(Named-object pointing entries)
• • • • •

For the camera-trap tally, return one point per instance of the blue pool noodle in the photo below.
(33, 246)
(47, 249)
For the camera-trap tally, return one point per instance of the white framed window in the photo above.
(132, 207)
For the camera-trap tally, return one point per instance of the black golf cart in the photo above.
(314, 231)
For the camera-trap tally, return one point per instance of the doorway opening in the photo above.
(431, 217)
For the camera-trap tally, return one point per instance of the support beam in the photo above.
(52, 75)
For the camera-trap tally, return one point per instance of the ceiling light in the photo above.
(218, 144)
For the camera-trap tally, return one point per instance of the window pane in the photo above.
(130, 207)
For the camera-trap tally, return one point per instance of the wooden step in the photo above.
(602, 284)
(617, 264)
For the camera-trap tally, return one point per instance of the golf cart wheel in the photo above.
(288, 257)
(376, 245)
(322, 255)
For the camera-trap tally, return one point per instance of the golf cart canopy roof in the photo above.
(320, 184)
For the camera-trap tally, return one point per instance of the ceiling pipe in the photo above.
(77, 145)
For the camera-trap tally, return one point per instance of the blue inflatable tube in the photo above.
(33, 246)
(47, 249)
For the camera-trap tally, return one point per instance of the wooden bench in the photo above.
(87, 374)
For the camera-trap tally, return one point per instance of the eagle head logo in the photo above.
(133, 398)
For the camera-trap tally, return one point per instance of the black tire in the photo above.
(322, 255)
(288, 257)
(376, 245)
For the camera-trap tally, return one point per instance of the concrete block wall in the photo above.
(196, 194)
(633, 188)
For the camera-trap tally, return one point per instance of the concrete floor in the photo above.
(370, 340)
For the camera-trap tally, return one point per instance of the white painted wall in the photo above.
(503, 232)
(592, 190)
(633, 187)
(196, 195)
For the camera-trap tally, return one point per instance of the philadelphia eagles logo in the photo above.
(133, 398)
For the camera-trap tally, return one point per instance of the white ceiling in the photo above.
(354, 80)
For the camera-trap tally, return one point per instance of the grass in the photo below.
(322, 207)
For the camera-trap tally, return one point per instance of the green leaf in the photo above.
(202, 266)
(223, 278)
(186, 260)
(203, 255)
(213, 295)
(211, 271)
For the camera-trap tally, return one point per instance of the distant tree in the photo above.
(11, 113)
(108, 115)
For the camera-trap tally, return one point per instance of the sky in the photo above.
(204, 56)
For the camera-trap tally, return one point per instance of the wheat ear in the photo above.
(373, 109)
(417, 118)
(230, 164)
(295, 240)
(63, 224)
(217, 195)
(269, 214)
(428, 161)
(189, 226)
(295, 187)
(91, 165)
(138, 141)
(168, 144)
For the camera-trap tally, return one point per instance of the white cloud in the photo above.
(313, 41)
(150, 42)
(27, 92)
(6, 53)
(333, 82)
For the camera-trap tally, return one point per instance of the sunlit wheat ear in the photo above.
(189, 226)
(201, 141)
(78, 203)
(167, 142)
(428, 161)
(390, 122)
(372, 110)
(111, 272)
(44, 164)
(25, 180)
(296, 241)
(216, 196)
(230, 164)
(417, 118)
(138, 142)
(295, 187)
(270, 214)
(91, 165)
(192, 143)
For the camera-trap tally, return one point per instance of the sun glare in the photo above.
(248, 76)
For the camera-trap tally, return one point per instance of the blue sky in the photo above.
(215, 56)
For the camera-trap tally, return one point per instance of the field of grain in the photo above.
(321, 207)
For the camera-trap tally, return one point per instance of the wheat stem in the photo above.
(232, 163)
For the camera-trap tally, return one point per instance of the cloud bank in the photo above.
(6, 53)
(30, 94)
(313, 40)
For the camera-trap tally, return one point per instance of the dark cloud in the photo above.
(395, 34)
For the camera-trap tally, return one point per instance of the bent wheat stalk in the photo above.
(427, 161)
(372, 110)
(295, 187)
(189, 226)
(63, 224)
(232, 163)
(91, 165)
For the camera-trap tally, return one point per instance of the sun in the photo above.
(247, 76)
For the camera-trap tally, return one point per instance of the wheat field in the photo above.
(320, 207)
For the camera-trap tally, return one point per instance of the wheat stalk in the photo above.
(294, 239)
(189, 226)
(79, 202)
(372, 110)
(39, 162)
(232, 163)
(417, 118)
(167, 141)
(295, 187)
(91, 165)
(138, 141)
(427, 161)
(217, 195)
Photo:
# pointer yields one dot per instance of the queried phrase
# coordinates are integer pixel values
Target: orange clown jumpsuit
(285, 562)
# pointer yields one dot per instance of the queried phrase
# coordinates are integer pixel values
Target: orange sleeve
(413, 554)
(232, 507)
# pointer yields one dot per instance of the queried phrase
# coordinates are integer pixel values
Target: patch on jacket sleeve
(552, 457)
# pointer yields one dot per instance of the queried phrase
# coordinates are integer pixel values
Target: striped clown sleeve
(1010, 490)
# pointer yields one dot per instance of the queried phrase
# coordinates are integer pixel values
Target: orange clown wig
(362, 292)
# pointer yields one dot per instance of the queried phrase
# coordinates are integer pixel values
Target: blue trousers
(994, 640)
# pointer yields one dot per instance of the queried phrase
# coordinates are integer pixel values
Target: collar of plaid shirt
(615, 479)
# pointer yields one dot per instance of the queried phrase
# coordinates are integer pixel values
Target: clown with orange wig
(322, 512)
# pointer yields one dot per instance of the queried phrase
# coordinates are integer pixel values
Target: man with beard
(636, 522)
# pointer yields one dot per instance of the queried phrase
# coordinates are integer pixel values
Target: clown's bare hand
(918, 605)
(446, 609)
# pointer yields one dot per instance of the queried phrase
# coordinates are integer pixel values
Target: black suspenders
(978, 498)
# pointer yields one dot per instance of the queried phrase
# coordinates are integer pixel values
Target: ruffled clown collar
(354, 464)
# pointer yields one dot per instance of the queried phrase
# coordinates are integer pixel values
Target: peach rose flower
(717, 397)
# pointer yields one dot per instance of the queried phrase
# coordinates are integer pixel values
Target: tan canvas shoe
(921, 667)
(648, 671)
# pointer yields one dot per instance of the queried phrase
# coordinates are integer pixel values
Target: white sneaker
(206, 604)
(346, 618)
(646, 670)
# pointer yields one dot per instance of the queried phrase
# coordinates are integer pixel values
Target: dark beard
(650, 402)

• • • • •

Pick out each line in the entries above that contains the word "with", and copy those lines.

**Output for this task**
Target: clown with orange wig
Target: man with beard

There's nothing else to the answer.